Show every line in the rows below that contains the word "masks", copying each one in full.

------------------------

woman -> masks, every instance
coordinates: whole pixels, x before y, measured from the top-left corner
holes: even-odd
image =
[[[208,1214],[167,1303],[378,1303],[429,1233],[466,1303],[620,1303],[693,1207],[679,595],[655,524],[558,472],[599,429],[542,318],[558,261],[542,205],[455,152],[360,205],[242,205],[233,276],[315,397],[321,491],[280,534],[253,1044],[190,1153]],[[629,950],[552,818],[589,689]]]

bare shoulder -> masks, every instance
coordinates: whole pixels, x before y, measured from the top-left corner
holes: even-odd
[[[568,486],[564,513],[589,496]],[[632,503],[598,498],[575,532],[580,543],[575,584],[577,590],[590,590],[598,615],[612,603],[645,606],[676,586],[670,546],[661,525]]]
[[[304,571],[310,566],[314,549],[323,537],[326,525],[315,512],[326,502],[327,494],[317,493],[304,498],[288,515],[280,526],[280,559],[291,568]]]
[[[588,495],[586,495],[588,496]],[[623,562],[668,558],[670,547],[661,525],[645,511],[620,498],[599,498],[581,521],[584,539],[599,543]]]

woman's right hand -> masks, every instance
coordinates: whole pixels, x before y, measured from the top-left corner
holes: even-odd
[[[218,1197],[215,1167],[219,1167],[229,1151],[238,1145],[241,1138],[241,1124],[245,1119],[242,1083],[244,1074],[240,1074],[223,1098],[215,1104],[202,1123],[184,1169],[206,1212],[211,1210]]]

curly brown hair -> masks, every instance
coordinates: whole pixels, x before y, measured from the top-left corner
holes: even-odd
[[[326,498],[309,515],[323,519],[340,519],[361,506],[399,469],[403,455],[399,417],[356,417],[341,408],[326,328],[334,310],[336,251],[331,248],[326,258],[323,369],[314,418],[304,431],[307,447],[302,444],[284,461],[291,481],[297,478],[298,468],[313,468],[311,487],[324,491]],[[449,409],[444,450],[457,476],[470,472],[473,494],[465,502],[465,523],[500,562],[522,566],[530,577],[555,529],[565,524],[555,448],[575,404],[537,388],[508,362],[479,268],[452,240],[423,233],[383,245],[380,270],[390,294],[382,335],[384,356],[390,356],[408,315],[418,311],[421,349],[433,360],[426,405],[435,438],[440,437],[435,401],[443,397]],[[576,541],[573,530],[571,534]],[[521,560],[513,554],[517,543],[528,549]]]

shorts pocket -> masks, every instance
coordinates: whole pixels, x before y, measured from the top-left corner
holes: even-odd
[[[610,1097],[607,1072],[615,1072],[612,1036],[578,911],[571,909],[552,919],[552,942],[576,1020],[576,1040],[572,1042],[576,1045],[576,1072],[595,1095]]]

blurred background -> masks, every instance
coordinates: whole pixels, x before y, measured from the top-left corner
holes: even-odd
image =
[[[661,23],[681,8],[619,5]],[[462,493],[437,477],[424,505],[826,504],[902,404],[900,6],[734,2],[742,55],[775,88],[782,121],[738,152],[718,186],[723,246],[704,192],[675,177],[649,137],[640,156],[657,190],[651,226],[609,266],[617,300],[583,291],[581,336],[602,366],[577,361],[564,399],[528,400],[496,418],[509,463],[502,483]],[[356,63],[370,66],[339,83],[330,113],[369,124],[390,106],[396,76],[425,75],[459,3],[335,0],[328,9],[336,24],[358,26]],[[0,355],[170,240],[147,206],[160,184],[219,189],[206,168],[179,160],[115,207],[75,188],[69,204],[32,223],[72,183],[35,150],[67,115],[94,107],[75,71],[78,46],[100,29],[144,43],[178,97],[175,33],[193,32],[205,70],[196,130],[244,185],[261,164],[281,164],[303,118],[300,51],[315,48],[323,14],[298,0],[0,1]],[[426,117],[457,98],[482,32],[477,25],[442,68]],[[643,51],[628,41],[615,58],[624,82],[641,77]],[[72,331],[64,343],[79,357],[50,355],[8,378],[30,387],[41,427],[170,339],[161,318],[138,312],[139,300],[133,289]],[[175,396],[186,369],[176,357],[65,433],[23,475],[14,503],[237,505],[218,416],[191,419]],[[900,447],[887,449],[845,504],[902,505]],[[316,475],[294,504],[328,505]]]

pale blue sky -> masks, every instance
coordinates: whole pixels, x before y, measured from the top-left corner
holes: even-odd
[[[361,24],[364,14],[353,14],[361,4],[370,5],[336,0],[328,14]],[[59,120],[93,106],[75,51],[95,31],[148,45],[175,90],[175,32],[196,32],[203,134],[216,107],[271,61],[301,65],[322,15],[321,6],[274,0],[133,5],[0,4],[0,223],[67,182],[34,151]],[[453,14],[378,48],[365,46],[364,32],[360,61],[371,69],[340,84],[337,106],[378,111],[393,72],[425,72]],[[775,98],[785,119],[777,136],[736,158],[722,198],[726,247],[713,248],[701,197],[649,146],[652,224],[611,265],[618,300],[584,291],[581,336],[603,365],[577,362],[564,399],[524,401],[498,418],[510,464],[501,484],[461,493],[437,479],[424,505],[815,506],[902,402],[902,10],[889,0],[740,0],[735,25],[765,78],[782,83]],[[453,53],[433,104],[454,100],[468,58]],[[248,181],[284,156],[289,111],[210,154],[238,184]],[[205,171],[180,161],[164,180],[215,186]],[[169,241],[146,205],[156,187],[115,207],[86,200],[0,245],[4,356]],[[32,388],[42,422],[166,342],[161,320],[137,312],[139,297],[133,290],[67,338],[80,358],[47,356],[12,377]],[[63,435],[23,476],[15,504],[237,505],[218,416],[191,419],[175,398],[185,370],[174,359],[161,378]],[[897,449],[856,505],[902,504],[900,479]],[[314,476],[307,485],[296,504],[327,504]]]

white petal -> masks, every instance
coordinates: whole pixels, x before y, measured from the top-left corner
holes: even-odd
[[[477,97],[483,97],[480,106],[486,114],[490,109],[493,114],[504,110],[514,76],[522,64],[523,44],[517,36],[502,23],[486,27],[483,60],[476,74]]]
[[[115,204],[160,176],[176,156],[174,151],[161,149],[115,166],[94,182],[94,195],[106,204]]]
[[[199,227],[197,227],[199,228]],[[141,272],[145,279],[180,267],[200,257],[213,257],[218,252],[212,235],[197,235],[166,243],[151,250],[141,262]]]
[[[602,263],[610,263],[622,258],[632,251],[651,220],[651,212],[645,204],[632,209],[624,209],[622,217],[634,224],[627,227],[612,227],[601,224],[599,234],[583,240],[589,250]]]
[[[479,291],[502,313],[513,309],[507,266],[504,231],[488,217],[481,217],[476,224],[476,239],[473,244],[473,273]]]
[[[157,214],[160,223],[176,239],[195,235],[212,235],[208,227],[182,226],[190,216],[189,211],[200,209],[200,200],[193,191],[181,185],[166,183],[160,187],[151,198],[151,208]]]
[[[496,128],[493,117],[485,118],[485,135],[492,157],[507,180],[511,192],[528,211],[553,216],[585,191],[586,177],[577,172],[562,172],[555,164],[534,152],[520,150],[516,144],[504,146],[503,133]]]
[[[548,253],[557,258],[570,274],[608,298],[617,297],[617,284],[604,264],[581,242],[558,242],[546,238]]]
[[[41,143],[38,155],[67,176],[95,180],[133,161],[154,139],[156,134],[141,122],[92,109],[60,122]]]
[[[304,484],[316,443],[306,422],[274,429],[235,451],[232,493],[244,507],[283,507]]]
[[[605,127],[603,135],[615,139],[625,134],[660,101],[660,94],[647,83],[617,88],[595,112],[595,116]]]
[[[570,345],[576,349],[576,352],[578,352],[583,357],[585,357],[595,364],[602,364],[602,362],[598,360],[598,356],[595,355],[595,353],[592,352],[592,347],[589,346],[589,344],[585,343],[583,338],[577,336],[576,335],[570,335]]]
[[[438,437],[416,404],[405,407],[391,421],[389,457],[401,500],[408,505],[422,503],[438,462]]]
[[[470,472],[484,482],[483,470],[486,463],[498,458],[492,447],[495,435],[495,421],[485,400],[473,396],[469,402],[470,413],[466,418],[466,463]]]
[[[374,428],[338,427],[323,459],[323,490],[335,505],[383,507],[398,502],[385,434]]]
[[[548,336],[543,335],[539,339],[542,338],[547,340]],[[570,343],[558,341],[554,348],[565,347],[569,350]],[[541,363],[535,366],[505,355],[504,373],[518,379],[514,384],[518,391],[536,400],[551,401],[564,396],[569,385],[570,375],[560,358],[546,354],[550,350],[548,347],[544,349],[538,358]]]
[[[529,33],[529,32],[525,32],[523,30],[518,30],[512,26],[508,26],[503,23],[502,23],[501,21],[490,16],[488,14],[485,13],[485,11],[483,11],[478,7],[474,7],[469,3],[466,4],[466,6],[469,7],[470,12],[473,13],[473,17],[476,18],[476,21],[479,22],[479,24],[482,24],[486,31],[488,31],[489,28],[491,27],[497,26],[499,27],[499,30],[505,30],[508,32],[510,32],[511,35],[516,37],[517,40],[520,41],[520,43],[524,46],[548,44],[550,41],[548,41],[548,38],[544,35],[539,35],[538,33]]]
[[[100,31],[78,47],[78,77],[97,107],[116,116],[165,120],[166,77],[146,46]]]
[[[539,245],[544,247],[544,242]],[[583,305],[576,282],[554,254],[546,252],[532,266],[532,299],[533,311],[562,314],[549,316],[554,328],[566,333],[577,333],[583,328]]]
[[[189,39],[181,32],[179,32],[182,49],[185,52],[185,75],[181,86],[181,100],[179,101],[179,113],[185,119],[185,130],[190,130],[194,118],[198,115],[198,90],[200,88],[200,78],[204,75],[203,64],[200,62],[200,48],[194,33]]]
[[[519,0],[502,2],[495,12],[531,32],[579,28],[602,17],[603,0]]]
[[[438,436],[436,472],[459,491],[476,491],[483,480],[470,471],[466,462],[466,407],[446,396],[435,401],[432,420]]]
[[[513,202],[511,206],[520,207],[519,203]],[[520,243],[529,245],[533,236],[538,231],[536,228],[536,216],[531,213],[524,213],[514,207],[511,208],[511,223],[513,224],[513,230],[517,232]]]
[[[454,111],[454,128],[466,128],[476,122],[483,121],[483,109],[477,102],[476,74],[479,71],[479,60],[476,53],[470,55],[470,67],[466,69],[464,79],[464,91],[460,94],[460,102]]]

------------------------

- **RIGHT ANSWER**:
woman -> masks, every instance
bare shoulder -> masks, every instance
woman's right hand -> masks, every instance
curly brown hair -> masks, every instance
shorts pocket -> masks, every instance
blurred background -> masks, every instance
pale blue sky -> masks, every instance
white petal -> masks, every instance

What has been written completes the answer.